--- Text to read ---
Hereinafter, the embodiment of the present disclosure will be described in detail with reference to the accompanying drawings so that those of ordinary skill in the art may easily implement the present disclosure.

FIG. 1 is a diagram illustrating an apparatus for training a neural network model according to an embodiment of the present invention.

With reference to FIG. 1, an apparatus 100 for training a neural network model according to the present embodiment may include an input/output unit 110, a processor 120, and a memory 130.

The input/output unit 110 may receive training data, for example, sequence data (Ts), from the outside. Here, the sequence data (Ts) may include one or more tokens, and each token may include a value for each of a query, a key, and a value.

The processor 120 may receive the sequence data (Ts) from the input/output unit 110, and may train one or more neural network models, using a model training program 140 stored in the memory 130.

The memory 130 may store the model training program 140 and information necessary for execution thereof. The model training program 140 may be software including instructions capable of training a neural network model based on the training data provided from the input/output unit 110, that is, the sequence data.

FIG. 2 is a diagram conceptually illustrating functions of the model training program in FIG. 1.

With reference to FIG. 2, the model training program 140 according to the present embodiment may include a first neural network model 150 and a second neural network model 160.

The first neural network model 150 may be a pre-trained model by the sequence data (Ts). The first neural network model 150 may perform knowledge distillation of weight parameters according to training results, for example, one or more attention parameters according to attention operation of the sequence data (Ts), to the second neural network model 160. The first neural network model 150 may be a teacher model.

Here, the attention parameters to be knowledge-distilled from the first neural network model 150 may include at least one of an attention matrix generated by the first neural network model 150 from the sequence data (Ts) or an attention operation result for the sequence data (Ts). The second neural network model 160 may receive, as input, the sequence data (Ts) and may output an attention operation result for the sequence data (Ts) based on one or more attention parameters knowledge-distilled from the first neural network model 150. Such a second neural network model 160 may be a student model that performs training according to the sequence data (Ts) and parameters provided through knowledge distillation from the first neural network model 150.

The second neural network model 160 may include an attention generation unit 161, a mask acquisition unit 162, and an attention operation unit 163.

The attention generation unit 161, when receiving, as input, the sequence data (Ts), may generate a compressed attention matrix based on predetermined compression parameters.

Here, the compression parameter may be set to a value smaller than a length of the sequence data (Ts). In this case, as described above, since the sequence data (Ts) includes one or more tokens, the length of the sequence data (Ts) may be a value corresponding to the number of tokens included in the sequence data (Ts). Accordingly, in case where the length of the sequence data (Ts) is T, a compression parameter t may be set to satisfy T>t (where T and t are natural Numbers).

Therefore, the attention generation unit 161 of the present embodiment may generate a compressed attention matrix of T×t from the sequence data (Ts), that is, an attention matrix in which one of the dimensions has been reduced to a compressed length.

The mask acquisition unit 162 may acquire an attention mask for the compressed attention matrix based on each of a plurality of element values of the compressed attention matrix generated by the attention generation unit 161.

For example, the mask acquisition unit 162 may extract element values having values equal to or greater than a predetermined reference value among the plurality of element values. Then, the mask acquisition unit 162 may map the extracted element values to 1, and may map the remaining element values other than the extracted element values to 0. Accordingly, the mask acquisition unit 162 may acquire an attention mask having values mapped to 0 and 1 corresponding to the plurality of element values of the compressed attention matrix.

(Data entries)
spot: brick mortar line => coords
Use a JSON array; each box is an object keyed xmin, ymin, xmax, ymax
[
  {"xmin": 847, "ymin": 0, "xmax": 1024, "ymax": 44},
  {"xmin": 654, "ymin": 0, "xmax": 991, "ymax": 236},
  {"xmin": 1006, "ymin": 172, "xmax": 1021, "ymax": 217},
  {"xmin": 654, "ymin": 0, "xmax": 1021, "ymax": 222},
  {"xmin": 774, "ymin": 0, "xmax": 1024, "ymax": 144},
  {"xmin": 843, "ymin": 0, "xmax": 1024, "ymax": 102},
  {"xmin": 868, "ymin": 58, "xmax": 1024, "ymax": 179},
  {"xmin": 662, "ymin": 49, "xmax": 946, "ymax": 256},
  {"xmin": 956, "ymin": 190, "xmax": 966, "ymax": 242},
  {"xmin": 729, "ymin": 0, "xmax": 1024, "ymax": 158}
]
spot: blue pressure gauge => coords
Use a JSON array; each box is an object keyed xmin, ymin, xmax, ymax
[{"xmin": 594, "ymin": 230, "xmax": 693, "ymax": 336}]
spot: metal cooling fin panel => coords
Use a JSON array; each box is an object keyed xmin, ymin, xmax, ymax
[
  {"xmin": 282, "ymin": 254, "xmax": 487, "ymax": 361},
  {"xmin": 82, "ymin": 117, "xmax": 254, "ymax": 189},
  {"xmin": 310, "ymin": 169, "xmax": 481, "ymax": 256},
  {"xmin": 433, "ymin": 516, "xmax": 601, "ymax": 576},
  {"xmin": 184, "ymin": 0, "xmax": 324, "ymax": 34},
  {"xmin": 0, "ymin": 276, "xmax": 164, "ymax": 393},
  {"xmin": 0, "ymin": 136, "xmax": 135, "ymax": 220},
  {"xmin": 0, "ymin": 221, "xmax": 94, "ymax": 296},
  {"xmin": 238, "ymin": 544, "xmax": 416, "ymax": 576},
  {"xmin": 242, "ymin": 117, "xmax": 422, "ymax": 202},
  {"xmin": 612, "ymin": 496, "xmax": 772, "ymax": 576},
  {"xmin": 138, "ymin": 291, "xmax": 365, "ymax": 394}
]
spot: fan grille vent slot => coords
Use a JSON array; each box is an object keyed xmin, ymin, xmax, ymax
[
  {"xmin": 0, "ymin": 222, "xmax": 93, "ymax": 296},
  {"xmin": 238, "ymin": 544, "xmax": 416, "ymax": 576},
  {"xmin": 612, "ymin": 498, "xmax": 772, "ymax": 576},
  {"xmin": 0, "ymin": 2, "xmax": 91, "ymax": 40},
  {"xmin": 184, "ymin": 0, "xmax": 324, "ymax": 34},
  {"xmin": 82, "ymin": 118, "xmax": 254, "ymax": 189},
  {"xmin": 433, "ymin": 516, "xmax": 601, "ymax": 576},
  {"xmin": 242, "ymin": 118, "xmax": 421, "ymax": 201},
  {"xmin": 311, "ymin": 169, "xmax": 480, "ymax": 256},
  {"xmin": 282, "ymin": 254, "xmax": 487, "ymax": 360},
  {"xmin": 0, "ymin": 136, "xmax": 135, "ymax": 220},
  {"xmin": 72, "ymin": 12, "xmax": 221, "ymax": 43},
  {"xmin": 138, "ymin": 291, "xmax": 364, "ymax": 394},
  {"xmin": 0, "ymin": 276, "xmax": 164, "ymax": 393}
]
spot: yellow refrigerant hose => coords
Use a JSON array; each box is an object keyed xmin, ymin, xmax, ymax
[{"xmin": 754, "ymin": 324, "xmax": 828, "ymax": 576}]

--- Do this ---
Reproduce the text on training a neural network model word for word, beginning at "With reference to FIG. 1, an" and stopping after "and a value.".

--- Expected answer ---
With reference to FIG. 1, an apparatus 100 for training a neural network model according to the present embodiment may include an input/output unit 110, a processor 120, and a memory 130.

The input/output unit 110 may receive training data, for example, sequence data (Ts), from the outside. Here, the sequence data (Ts) may include one or more tokens, and each token may include a value for each of a query, a key, and a value.